*Source extract*:
This is still very readable, as much as the try-catch version is.
This is also very versatile thanks to pattern matching and extensibility possibilities with the Result type.
The code is one level more explicit. Why? Because with B returning a Result, you know it can fail (without throwing), so your exception handling is not defensive anymore. This by itself can help get rid of a lot of confusion and unnecessary boilerplate code in a lot of places.
The exception remains contextualized. Let me explain. In the try-catch version, while we think we handle all possible exceptions because we have read B's documentation or source code, we can't be guaranteed that it's the case, because documentation might not be up-to-date, correct, or simply because B internally calls C that might itself throw another exception that is also unexpected (for the same reasons). Given this, despite A returning a string, and because you think you are handling all possible exceptions, you might document that A does not throw, while in reality, it can.With the Result approach, the failure state is embedded within the Result. So in the example above, as a user of A, you are assured that A won't throw. On the other hand, if you believe something unexpected might happen in C, you can add a branch to handle the remaining Exceptions returned by B and decide whether A should return a Result or silence the error and keep returning a string.

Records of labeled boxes
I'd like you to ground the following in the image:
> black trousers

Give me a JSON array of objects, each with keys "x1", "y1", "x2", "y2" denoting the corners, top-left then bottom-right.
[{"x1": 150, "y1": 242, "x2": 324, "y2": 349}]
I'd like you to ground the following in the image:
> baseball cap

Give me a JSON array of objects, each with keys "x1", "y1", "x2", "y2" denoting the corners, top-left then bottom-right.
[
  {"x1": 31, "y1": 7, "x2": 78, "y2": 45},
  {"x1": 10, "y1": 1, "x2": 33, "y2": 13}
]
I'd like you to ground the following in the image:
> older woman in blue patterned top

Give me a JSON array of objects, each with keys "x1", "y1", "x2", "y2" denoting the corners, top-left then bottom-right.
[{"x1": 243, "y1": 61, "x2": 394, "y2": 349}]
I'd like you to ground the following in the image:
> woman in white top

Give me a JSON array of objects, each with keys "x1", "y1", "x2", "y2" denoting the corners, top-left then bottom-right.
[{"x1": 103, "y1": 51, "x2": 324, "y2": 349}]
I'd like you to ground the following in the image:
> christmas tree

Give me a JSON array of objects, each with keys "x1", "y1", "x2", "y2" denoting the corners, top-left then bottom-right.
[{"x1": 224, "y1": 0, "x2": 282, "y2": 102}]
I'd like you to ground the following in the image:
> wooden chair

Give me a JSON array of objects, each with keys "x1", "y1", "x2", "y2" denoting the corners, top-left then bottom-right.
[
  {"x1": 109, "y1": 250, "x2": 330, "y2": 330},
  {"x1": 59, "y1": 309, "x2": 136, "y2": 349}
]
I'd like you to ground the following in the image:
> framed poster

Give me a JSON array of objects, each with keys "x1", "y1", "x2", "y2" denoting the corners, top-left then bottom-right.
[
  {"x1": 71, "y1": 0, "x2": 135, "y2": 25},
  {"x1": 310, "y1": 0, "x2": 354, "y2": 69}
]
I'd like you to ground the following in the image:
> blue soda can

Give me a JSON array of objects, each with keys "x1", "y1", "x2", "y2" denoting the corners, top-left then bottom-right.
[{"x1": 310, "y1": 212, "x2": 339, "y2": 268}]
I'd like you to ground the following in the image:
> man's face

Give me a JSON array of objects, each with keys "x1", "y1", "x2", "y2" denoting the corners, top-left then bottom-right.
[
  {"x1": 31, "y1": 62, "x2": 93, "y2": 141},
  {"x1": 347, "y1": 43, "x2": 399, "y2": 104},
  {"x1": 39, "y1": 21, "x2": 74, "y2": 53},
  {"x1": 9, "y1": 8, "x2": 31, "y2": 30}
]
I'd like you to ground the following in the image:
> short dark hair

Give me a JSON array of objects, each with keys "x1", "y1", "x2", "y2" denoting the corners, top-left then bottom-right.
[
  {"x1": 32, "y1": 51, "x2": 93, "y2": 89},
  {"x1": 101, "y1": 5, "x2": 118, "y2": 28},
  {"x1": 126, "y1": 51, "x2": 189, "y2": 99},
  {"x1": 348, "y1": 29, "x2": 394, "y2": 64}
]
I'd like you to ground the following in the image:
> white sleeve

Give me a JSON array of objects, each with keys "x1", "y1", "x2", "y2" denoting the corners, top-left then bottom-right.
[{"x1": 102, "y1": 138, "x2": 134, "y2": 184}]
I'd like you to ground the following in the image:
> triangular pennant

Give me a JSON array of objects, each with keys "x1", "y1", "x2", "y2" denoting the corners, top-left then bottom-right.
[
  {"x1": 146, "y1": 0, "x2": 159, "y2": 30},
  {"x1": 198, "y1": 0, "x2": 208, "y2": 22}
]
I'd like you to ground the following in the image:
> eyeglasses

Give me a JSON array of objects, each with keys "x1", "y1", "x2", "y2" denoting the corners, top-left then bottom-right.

*Brief 1*:
Reproduce the part of the excerpt on Result types starting at "The code is" and ending at "lot of places.".
*Brief 2*:
Continue the excerpt on Result types and exception handling, picking up right after its last sentence.

*Written reply 1*:
The code is one level more explicit. Why? Because with B returning a Result, you know it can fail (without throwing), so your exception handling is not defensive anymore. This by itself can help get rid of a lot of confusion and unnecessary boilerplate code in a lot of places.

*Written reply 2*:
But what if I can’t change B?

If B belongs to a codebase you don't own, or you don't want to touch it, you can simply use an extension method to switch between the try-catch pattern to the Result pattern, like so:
public static Result<T> ToResult<T>(this Func<T> func) {
    try {
      return new Result<T>{ IsSuccessful = true, Value = func() };
    } catch (Exception e) {
      return new Result<T>{ IsSuccessful = false, Exception = e };
    }
  }
}
This is the only try-catch block you would need, after which the whole exception handling flow is now Result based and throw-free.
A implementation would then become:
public string A() {
  ...
  switch (B.ToResult()) {
    case { IsSuccessful: true } result:
      return result.Value;
    case { Exception: SomeException }:
      ...
      break;
    case { Exception: SomeOtherException }:
      ...
      break;
  }
  ...
  return fallbackValue;
}
What About Asynchronous Code?

Let’s now say that A and B are asynchronous, both returning a Task.
The pattern applies the same way for the most part, but there is a twist:
In asynchronous methods, a Task represents the ongoing work. When an exception occurs within a Task, it is captured and stored within the Task object itself. This is different from synchronous code, where exceptions are thrown immediately at the point of failure.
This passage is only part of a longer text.